April 1 (UPI) — President Donald Trump told the nation Wednesday night that the U.S. military was close to achieving its goals in the war against Iran and would bomb the nation “back to the stone ages where they belong” over the next two weeks to finish the job.

In the nearly 20-minute, prime-time address to the nation, Trump repeated claims of military successes in the war, while offering little new information about the progress of Operation Epic Fury.

He said U.S. forces “have delivered swift, decisive, overwhelming victories on the battlefield” and “never in the history of warfare has an enemy suffered such clear and devastating large-scale losses in a matter of weeks.”

“Our enemies are losing and America, as it has been for the five years under my presidency, is winning and now winning bigger than ever before,” he said.

Trump offered no specifics on how or precisely when the war will end, while claiming the military objectives he announced shortly after the war began in late February were “nearing completion.”

“We’re going to finish the job. And we’re going to finish it very fast. We’re getting very close,” he said.

In his early Feb. 28 address, he said the military goals were to defend the American people by eliminating threats posed by Iran; ensure its proxy militias no longer destabilize the region and attack U.S. forces; destroy its missile capabilities, missile industry and navy; and ensure the Iranian regime does not obtain a nuclear weapon.

His first address notably encouraged regime change, urging Iranians to “take over your government.”

In his address Wednesday night, Trump claimed regime change had occurred, though there has been no clear indication Iran is under fundamentally different leadership.

Democrats were quick to criticize Trump over what they called shifting military objectives and for failing to lay out an exit plan.

“This war of impulse & illusion is plagued by confused, chaotic & contradictory objectives — none seem to have been achieved,” Sen. Richard Blumenthal of Connecticut said in a statement.

Trump also said the U.S. military was fighting the war to help its allies, while calling on those who receive oil that transits through the important Strait of Hormuz chokepoint to “take care of that passage.”

Iran has been maintaining a blockade of the important trade route through which 20% of global oil and liquefied natural gas flow by attacking tankers that attempt passage.

#### [Task set]
#1 Name each military goal that Trump set out in his Feb. 28 address, according to the news report on his Iran war speech.
#2 Reproduce the news report on Trump's Iran war speech from "In his address" down to "an exit plan.".
#3 Write the next part of the news report on Trump's Iran war speech, beginning after its last sentence.

#### [Given material]
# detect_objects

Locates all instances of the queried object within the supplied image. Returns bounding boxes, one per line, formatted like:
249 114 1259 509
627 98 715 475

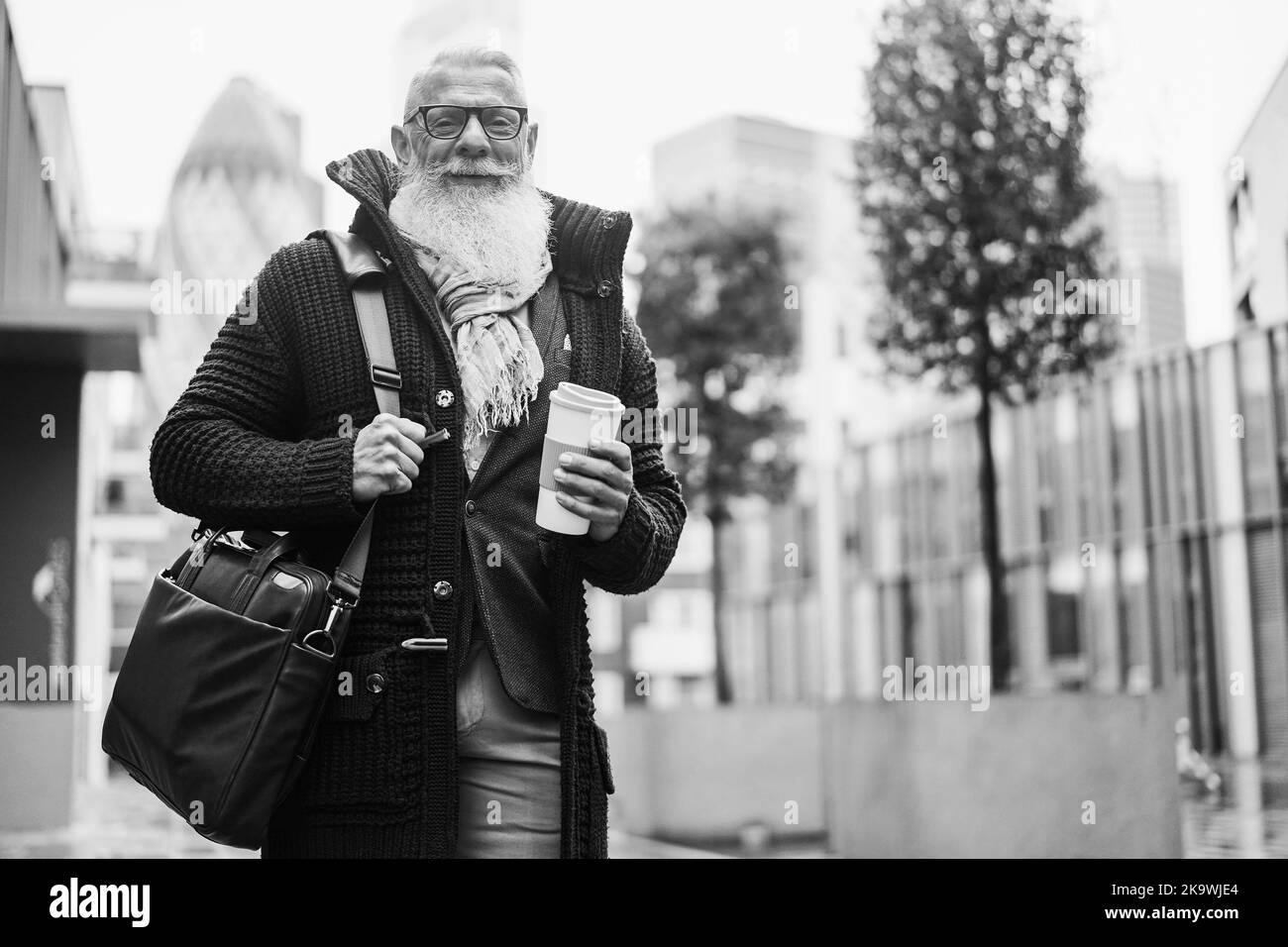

#### [Responses to the tasks]
#1
- Defend the American people by eliminating threats posed by Iran
- Ensure Iran's proxy militias no longer destabilize the region and attack U.S. forces
- Destroy Iran's missile capabilities, missile industry and navy
- Ensure the Iranian regime does not obtain a nuclear weapon

#2
In his address Wednesday night, Trump claimed regime change had occurred, though there has been no clear indication Iran is under fundamentally different leadership.

Democrats were quick to criticize Trump over what they called shifting military objectives and for failing to lay out an exit plan.

#3
The near halt in energy deliveries through the route has drive up gas prices at pumps in the United States and across the world but also the price of oil on the markets to $106.05 a barrel for Brent crude, compared to about $72 before the war.

He instructed those nations reliant on the Hormuz Strait to seize it from Iran.

“They must cherish it. They must grab it and cherish it,” he said. “They can do it easily. We will be helpful, but they should take the lead in protecting the oil that they so desperately depend on.”

But even if they do not act, “when this conflict is over, the strait will open up naturally,” he said. “It’ll just open up naturally.”

While briefly touching on the economic effects of the war on Americans, he blamed Iran for attacking tankers and Persian Gulf countries while assuring them that the economic situation would have been worse if they hadn’t attacked Iran and allowed it to secure a nuclear weapon.

“This is yet more proof that Iran can never be trusted with nuclear weapons. They will use them and they will use them quickly,” he said. “It would lead to decades of extortion, economic pain and instability worse than you can ever imagine.”

Threats against Iran were also made. Despite ssaying the U.S. military will “hit them extremely hard over the next two weeks,” American forces will attack key oil and electric generating plants if Iran does not reach an agreement with the United States, seemingly to end the war.

Trump late last month offered Iran an ultimatum to reach an agreement with the United States to reopen the Strait of Hormuz or have its energy facilities obliterated. He gave them an April 6 deadline.

On Tuesday, the president told reporters that a deal with Iran was unnecessary.

In concluding his address Wednesday night, he referred to the war as “a true investment in your children and grandchildren’s future.”

“Tonight, every American can look forward to a day when we are finally free from the wickedness of Iranian aggression and the specter of nuclear blackmail,” he said.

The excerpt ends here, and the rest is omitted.